DOCUMENT TEXT

"""

In this tutorial, you will discover how to use one-class classification algorithms for datasets with severely skewed class distributions.

After completing this tutorial, you will know:

One-class classification is a field of machine learning that provides techniques for outlier and anomaly detection.
How to adapt one-class classification algorithms for imbalanced classification with a severely skewed class distribution.
How to fit and evaluate one-class classification algorithms such as SVM, isolation forest, elliptic envelope, and local outlier factor.

Let’s get started.

Tutorial Overview

This tutorial is divided into five parts; they are:

One-Class Classification for Imbalanced Data
One-Class Support Vector Machines
Isolation Forest
Minimum Covariance Determinant
Local Outlier Factor

One-Class Classification for Imbalanced Data

Outliers are both rare and unusual.

Rarity suggests that they have a low frequency relative to non-outlier data (so-called inliers). Unusual suggests that they do not fit neatly into the data distribution.

The presence of outliers can cause problems. For example, a single variable may have an outlier far from the mass of examples, which can skew summary statistics such as the mean and variance.

Fitting a machine learning model may require the identification and removal of outliers as a data preparation technique.

The process of identifying outliers in a dataset is generally referred to as anomaly detection, where the outliers are “anomalies,” and the rest of the data is “normal.” Outlier detection or anomaly detection is a challenging problem and is comprised of a range of techniques.

In machine learning, one approach to tackling the problem of anomaly detection is one-class classification.

One-Class Classification, or OCC for short, involves fitting a model on the “normal” data and predicting whether new data is normal or an outlier/anomaly.

A one-class classifier aims at capturing characteristics of training instances, in order to be able to distinguish between them and potential outliers to appear.

— Page 139, Learning from Imbalanced Data Sets, 2018.

A one-class classifier is fit on a training dataset that only has examples from the normal class. Once prepared, the model is used to classify new examples as either normal or not-normal, i.e. outliers or anomalies.

One-class classification techniques can be used for binary (two-class) imbalanced classification problems where the negative case (class 0) is taken as “normal” and the positive case (class 1) is taken as an outlier or anomaly.

Negative Case: Normal or inlier.
Positive Case: Anomaly or outlier.

"""

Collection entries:
"""

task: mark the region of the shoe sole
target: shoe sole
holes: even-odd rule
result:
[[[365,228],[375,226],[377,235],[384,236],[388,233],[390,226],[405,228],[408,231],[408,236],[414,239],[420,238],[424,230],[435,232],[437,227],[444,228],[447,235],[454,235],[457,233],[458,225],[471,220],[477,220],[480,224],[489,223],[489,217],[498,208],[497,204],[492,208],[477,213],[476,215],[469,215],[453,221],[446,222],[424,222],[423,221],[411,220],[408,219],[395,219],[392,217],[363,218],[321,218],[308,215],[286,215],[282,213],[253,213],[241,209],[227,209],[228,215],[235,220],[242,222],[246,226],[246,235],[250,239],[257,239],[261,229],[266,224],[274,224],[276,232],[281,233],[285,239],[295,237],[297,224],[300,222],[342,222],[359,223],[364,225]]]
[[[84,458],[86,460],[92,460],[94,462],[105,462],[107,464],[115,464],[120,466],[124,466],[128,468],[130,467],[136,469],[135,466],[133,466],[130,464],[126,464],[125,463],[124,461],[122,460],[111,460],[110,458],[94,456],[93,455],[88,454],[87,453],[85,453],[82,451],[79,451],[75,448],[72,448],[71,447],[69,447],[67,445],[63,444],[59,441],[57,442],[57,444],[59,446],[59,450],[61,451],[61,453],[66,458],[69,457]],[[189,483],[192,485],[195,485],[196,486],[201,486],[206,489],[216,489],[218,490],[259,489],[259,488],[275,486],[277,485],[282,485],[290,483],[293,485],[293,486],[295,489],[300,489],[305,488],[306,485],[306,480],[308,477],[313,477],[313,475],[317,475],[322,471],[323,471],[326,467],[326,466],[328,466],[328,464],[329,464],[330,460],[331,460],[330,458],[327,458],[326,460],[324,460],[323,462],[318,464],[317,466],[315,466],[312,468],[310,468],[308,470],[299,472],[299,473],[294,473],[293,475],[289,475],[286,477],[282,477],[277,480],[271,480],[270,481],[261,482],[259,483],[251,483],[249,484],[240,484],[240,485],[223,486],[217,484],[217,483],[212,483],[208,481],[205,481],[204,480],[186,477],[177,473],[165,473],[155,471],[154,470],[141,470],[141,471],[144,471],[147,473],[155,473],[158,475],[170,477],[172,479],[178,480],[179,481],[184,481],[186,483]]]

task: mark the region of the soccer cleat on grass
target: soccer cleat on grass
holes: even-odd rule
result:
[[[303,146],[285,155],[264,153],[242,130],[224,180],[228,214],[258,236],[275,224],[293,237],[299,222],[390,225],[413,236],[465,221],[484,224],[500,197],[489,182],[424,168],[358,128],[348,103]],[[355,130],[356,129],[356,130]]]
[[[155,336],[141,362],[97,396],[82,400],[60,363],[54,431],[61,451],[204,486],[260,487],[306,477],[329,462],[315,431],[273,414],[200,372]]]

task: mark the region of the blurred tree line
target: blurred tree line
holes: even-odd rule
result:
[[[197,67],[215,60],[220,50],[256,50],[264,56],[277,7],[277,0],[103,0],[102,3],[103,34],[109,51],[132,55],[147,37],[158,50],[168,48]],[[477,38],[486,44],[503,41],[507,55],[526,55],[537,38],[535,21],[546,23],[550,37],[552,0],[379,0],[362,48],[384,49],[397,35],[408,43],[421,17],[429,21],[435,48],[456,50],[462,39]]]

"""

STATED PROBLEM
Rewrite the one-class classification text from "A one-class classifier aims" to "Data Sets, 2018.", substituting "training examples" for "training instances".

RESULT FOR THIS EXERCISE
A one-class classifier aims at capturing characteristics of training examples, in order to be able to distinguish between them and potential outliers to appear.

— Page 139, Learning from Imbalanced Data Sets, 2018.